> [Task goal]: Pick out every line of the material below that contains the word "road", and copy each one. Case counts.

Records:
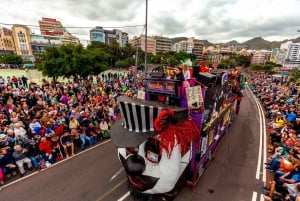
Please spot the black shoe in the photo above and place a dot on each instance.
(266, 189)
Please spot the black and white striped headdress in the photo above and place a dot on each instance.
(136, 123)
(138, 117)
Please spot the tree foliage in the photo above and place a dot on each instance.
(73, 60)
(11, 59)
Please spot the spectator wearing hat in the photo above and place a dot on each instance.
(67, 143)
(104, 128)
(35, 126)
(84, 137)
(91, 132)
(7, 163)
(33, 152)
(290, 116)
(46, 150)
(21, 159)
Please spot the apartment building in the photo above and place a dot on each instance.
(22, 40)
(163, 44)
(198, 50)
(293, 56)
(184, 45)
(115, 35)
(50, 26)
(261, 57)
(6, 41)
(40, 42)
(140, 42)
(97, 34)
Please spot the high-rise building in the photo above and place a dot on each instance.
(109, 36)
(6, 41)
(50, 26)
(22, 39)
(191, 46)
(261, 57)
(293, 56)
(97, 34)
(40, 42)
(116, 35)
(163, 44)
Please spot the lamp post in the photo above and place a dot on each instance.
(146, 26)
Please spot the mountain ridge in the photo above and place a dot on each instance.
(256, 43)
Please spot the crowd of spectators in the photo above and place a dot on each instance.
(41, 124)
(281, 101)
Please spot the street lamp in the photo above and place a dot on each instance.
(146, 26)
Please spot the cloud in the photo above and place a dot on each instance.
(214, 20)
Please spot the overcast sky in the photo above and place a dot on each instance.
(212, 20)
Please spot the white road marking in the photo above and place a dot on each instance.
(124, 196)
(116, 174)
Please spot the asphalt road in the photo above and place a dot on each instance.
(96, 174)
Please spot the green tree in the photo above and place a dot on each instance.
(12, 59)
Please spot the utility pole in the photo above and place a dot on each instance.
(146, 25)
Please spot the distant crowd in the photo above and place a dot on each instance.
(281, 101)
(46, 123)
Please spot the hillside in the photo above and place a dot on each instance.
(257, 43)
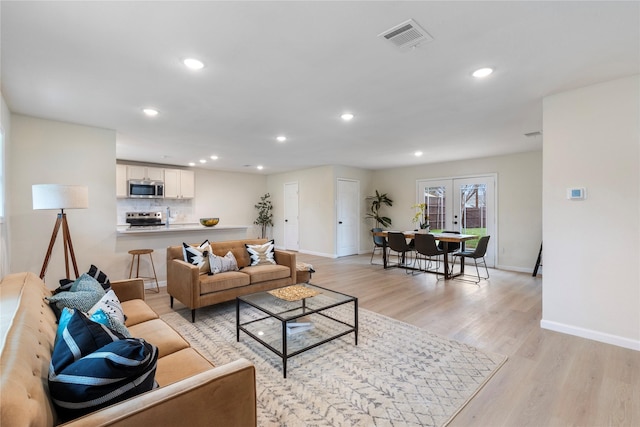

> [Task answer]:
Please spot the white road marking in the photo above and place a dot on each instance.
Please spot the asphalt road in the photo above and place a dot on each instance.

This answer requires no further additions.